**Source passage:**
——
Lung Nodule Management

An Interventional Pulmonology Perspective

Udit Chaddha, MBBS; Jonathan S. Kurman, MD, MBA; Amit Mahajan, MD, FCCP; D. Kyle Hogarth, MD


Semin Respir Crit Care Med. 2018;39(6):661-666. 

In This Article

Robotic Bronchoscopy

When biopsy instruments are advanced into the peripheral bronchial tree to biopsy a small nodule, the operator can neither directly see them nor steer them. Robotic bronchoscopy is a platform that provides direct visualization of peripheral airways while also allowing visualization of biopsy tools. A robotic bronchoscope consists of robotic arms that contain rotatory pulleys that drive the bronchoscope. The physician uses a controller to drive the bronchoscope that is composed of an outer sheath and an inner scope that possesses four-way steering control and a distal section capable of achieving articulation in pitch and/or yaw, thereby achieving precise control. The scope can be locked in position and the instruments advanced through the working channel without exertion of torque onto the bronchoscope, minimizing airway distortion. This, along with the better column strength and telescoping design, enables superior peripheral reach, despite the diameter of the robotic scopes being no smaller than contemporary thin bronchoscopes. The system uses an electromagnetic field generator and reference sensors much like other EMN bronchoscopy systems.
——
**Brief:** Continue the passage on robotic bronchoscopy from its last sentence, in the same style.

**Record set:**
——
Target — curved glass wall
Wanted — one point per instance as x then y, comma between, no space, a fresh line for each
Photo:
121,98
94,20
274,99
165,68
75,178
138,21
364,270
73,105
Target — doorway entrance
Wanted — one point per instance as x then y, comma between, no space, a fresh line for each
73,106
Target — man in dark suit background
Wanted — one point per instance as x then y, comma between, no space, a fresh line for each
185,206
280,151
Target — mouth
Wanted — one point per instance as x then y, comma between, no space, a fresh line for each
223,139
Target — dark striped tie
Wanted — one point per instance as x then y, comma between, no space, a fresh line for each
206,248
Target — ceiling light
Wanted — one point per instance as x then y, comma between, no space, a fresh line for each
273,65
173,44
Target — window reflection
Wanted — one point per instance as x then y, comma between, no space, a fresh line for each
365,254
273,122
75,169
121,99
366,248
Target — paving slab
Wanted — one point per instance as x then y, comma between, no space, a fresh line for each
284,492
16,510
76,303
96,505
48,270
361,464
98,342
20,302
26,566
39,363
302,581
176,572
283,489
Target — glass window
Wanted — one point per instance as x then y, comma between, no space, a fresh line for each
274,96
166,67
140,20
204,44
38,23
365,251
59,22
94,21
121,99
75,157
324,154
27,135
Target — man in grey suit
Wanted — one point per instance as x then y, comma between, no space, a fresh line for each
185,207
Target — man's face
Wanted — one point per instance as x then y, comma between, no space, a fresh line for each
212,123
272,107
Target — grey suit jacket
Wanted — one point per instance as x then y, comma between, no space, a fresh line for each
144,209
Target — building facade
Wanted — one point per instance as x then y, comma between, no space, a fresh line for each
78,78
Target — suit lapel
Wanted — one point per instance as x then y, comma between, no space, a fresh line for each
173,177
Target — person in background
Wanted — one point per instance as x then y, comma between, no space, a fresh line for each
——
**Task answer:**
A pilot study by Fielding et al on the Intuitive Surgical, Inc. robotic platform showed a diagnostic yield of 83% in 30 cases, in which the mean maximal diameter of the nodule was 15.3 mm.[51] Rojas-Solano et al recently published a feasibility study on 15 patients using the Robotic Endoscopy System (Auris Surgical Robotics, San Carlos, CA).[52] While these promising technologies have the potential to overcome some of the limitations of conventional and EMN bronchoscopy, they still need to be prospectively studied before further conclusions can be drawn.